** START Dataset extract **

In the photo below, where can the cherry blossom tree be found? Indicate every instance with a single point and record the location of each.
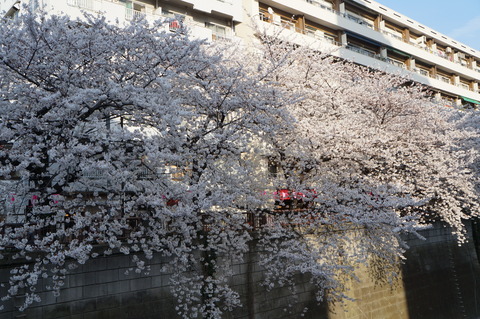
(125, 140)
(140, 141)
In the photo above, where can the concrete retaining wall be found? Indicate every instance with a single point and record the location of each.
(438, 280)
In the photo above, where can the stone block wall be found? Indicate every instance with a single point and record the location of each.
(439, 280)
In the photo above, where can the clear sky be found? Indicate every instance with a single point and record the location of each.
(459, 19)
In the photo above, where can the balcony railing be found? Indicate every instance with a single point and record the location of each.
(83, 4)
(132, 14)
(369, 25)
(444, 79)
(396, 63)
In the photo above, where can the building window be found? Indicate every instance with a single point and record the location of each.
(84, 4)
(134, 10)
(218, 32)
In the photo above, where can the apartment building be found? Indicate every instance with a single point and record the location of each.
(363, 31)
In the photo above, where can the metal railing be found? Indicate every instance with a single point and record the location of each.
(83, 4)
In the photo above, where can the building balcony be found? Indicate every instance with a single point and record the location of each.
(334, 18)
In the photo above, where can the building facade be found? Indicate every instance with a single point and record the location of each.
(363, 31)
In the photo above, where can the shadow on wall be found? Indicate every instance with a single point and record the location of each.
(441, 279)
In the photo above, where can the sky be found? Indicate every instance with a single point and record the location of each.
(459, 19)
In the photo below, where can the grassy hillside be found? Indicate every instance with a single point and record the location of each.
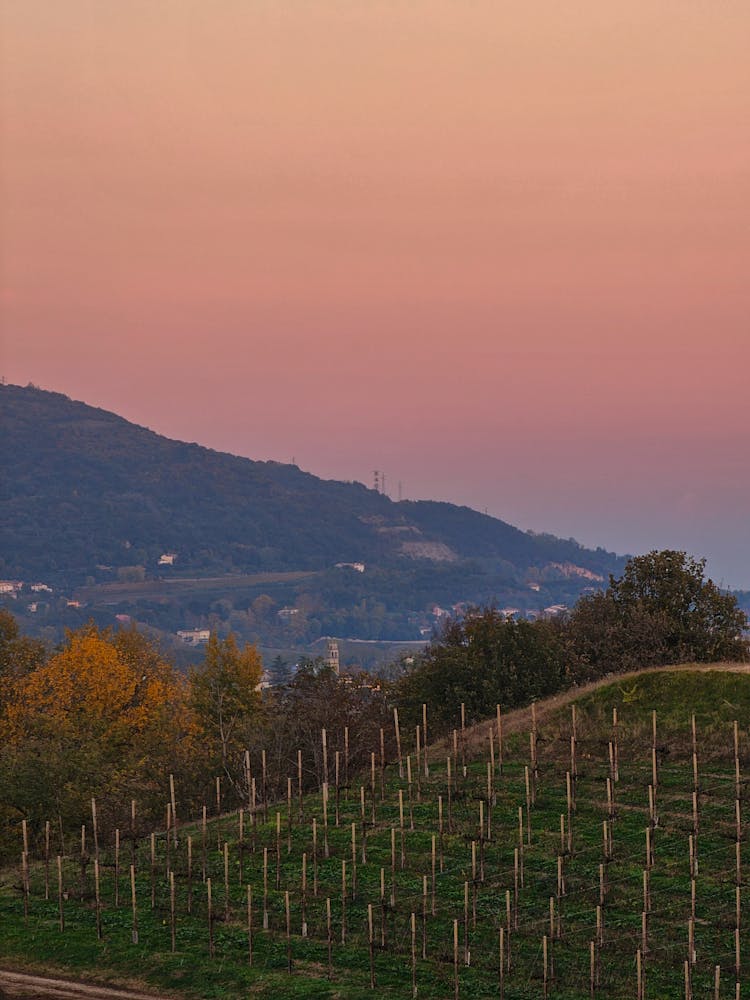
(474, 867)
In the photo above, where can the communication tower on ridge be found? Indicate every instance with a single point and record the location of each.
(332, 656)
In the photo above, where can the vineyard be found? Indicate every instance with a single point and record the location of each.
(597, 849)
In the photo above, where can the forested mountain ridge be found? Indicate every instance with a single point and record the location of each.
(84, 487)
(89, 499)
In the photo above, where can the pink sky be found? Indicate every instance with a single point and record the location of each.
(499, 250)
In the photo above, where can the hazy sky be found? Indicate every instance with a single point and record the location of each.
(500, 250)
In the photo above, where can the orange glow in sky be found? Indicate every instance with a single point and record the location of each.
(499, 250)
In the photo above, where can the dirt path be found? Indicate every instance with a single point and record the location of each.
(519, 720)
(22, 984)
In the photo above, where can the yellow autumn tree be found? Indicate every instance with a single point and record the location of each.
(225, 696)
(106, 717)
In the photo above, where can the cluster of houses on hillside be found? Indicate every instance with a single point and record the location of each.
(16, 589)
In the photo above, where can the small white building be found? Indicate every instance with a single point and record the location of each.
(357, 567)
(194, 636)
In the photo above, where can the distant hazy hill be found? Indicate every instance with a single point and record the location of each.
(84, 488)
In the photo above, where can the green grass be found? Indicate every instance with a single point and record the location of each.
(716, 698)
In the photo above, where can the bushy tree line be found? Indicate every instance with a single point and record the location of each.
(106, 716)
(661, 611)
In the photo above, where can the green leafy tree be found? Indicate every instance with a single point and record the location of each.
(662, 610)
(225, 696)
(480, 661)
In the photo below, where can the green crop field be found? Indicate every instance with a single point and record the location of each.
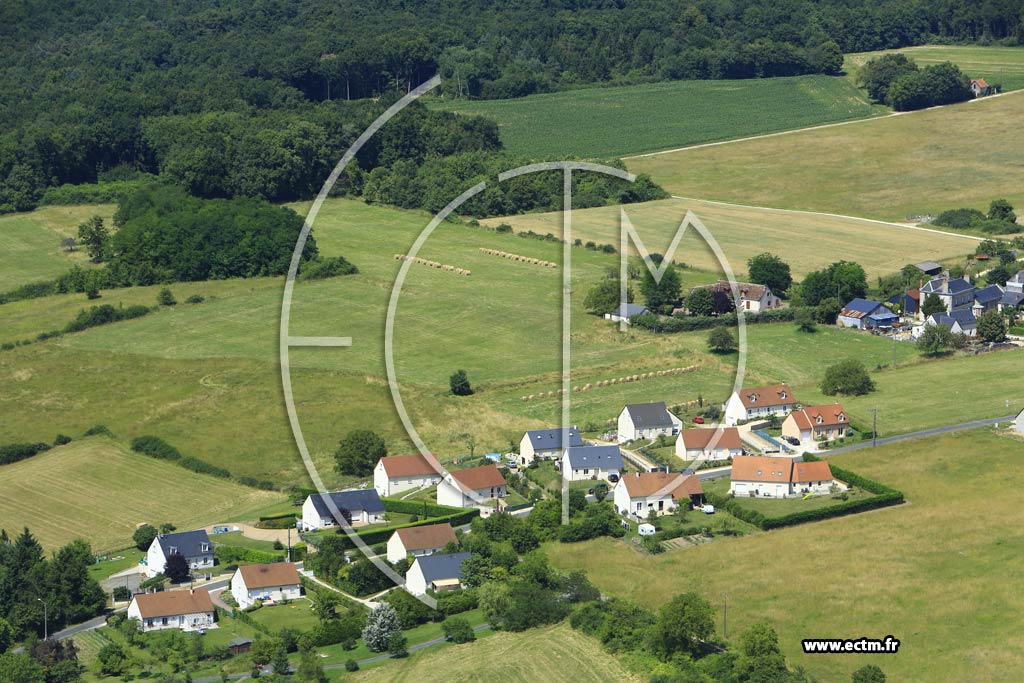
(890, 168)
(551, 649)
(998, 66)
(885, 572)
(30, 244)
(807, 242)
(609, 122)
(96, 489)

** END Dataset extract **

_Short task_. Strip out the pictures and quote the remaining data word for word.

_Complete output_.
In the photo below, where can the cherry blossom tree be found? Indicate every instance with a single point and record the location of each.
(125, 140)
(140, 141)
In the photo above, where can the concrete retaining wall be found? Indicate every instance with a single point and record the location of each.
(438, 280)
In the photo above, where can the stone block wall be found? Indicate every instance with a single point and record the location of each.
(439, 280)
In the photo above, where can the clear sky be found? Indicate every instance with a single point and record the location of each.
(459, 19)
In the photo above, where can the balcony railing be found? Indicate every instance with a single point and record the location of each.
(83, 4)
(132, 14)
(369, 25)
(444, 79)
(396, 63)
In the photo above, where can the building window be found? Indicate every instance with a single point and record the location of each.
(84, 4)
(134, 10)
(218, 32)
In the photo above, where can the apartment building be found? Indicate every instance with a single point and record the location of each.
(363, 31)
In the photo above, where can the metal railing be found? Indicate every instance with a single point and record the location of each.
(83, 4)
In the photo above, where can the building balcony be found? Indicate every instance with a single point and record the location of each.
(334, 18)
In the photo above, where can the building facade be found? Indicate every instance with a single point and record the location of each.
(363, 31)
In the photo above, where can the shadow on wall be found? Indicate every instance with a single point and record the location of each.
(441, 279)
In the photo above, where can the sky be found? Indicate every instance with a single point and record the location of each.
(459, 19)
In the photo below, where can the grassy hillside be found? Indicate every instance with a single point and record the location of each.
(474, 867)
In the photo above, where can the communication tower on ridge be found? Indicate every instance with a single point and record the location of each.
(332, 656)
In the photo above, where can the vineyard be found? Indicate every instance with a single point and record the location of each.
(597, 849)
In the photo above, where can the forested mountain ridge be found? Indicate every instance with a single point and record the location of each.
(84, 487)
(89, 499)
In the photo above, where can the pink sky be found? Indicate every instance with a single point and record the location of each.
(499, 250)
In the photo above, where can the hazy sky be found? Indicate every instance with a single point and record the location of each.
(500, 250)
In the photo above, where can the orange glow in sky be found? Indicate every instance with a single point and record the location of each.
(499, 250)
In the photo above, where can the dirt path be found? Indicate every instance with a single point and record the location of each.
(519, 720)
(22, 984)
In the photo above, where can the yellow autumn tree be found? Indicate every instance with a single point and record the location of each.
(225, 696)
(106, 717)
In the photo above, where can the cluster of houses on hillside be found? Indicate every instance with a single point and record the location of each.
(16, 589)
In the photo above, where can the small white building be found? Indicate every instance with a single point and record the location of each.
(357, 567)
(194, 636)
In the photo above, where can the distant hazy hill be found? Indicate every instance with a single point and record the location of each.
(84, 488)
In the photo above, where can the green grass be found? Indicate every instance with a single point and record the location of each.
(716, 698)
In the photo above, where can the bushy tree line be found? Indicate every instance with a single point and record the location of each.
(106, 716)
(661, 611)
In the photo above, where can the green leafy tree be found? Indicate every instance with a single point and record the location of each.
(662, 610)
(225, 696)
(480, 661)
In the photo below, where can the green crop field be found? Indicate every instance with a single point and record the location of each.
(890, 168)
(551, 649)
(998, 66)
(885, 572)
(30, 244)
(807, 242)
(609, 122)
(96, 489)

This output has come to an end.